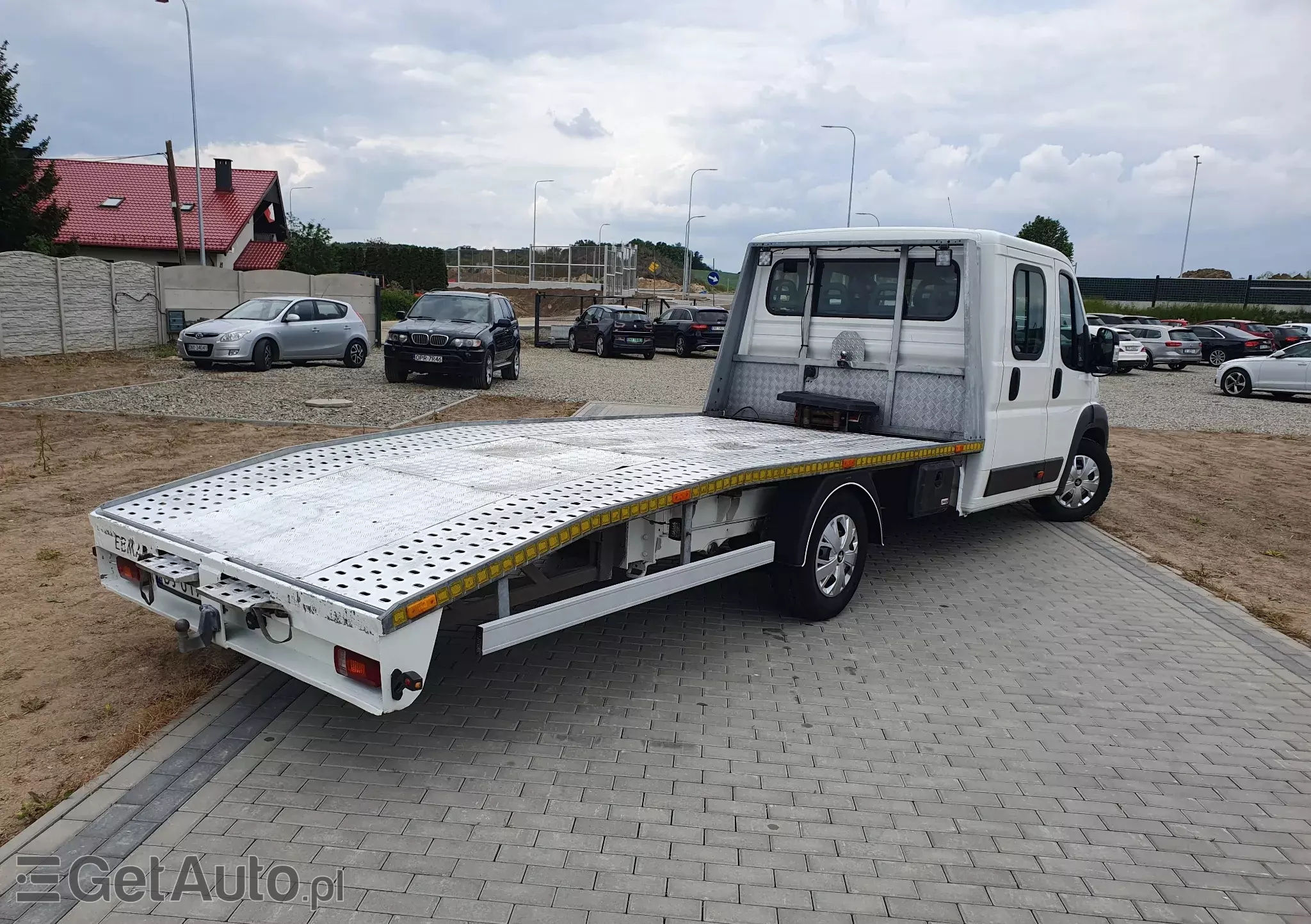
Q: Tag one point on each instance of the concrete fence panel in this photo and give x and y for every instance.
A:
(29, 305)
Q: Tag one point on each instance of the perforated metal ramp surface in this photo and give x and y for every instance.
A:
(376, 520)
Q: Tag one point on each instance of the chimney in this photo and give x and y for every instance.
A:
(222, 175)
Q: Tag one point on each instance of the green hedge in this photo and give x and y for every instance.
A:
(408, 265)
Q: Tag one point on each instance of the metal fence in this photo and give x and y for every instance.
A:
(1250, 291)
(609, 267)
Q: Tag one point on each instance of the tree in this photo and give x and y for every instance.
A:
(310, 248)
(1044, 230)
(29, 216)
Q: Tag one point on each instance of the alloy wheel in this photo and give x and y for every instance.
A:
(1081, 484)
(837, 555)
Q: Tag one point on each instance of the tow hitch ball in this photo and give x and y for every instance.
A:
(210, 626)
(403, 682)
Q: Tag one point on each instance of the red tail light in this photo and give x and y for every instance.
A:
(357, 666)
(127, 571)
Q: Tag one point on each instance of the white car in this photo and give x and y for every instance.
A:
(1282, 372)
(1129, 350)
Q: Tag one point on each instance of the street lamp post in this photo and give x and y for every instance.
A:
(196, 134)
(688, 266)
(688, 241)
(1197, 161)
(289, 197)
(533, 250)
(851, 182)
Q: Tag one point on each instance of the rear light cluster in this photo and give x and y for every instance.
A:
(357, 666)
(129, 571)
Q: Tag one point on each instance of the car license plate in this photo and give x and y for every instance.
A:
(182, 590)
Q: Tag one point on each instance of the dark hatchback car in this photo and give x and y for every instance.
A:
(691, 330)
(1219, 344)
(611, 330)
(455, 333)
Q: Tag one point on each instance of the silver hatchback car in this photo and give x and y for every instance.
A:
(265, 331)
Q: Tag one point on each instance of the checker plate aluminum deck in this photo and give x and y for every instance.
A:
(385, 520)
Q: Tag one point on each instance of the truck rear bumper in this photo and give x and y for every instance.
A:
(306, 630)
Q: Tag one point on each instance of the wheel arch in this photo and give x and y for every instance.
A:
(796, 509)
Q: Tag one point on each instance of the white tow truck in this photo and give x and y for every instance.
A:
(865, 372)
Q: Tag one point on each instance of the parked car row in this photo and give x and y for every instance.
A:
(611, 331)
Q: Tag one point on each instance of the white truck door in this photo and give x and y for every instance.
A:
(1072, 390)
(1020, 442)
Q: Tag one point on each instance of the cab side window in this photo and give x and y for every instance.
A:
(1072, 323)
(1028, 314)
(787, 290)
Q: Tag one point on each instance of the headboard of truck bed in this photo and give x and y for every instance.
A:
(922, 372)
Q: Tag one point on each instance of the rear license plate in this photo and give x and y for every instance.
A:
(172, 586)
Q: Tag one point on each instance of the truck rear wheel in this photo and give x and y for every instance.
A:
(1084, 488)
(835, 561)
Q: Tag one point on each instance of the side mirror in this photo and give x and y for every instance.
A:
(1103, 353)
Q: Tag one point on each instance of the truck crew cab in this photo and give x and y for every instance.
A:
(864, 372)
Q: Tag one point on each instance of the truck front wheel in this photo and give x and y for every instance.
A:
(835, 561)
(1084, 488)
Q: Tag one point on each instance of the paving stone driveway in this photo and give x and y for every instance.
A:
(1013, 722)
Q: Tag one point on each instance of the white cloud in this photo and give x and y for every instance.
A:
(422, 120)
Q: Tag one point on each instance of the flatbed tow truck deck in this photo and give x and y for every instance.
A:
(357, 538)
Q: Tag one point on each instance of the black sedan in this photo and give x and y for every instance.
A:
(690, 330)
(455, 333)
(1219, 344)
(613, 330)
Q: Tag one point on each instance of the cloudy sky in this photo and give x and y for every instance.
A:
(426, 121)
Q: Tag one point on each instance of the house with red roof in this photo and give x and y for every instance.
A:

What to do = The required output is an exact copy of the lines from the start of the material above through the line containing "Q: Tag one point on each instance of the tree", inclusive, with no pictures in it.

Exercise output =
Q: Tag one point on each instance of the concrete fence panel in this photo and give x and y for every instance.
A:
(29, 305)
Q: Tag one point on each instance of the perforated metal ramp surface in this photo and give x and y for every instance.
A:
(376, 520)
Q: Tag one point on each instance of the chimney in this photo and give x and y for every instance.
A:
(222, 175)
Q: Tag one point on each instance of the green hedge in this photo and give x and y for every instance.
A:
(408, 265)
Q: Tag one point on each instance of the metal fence in this photo and give x and y for every instance.
A:
(1250, 291)
(609, 267)
Q: Tag one point on each instance of the tree in this photo and give x and y for every instance.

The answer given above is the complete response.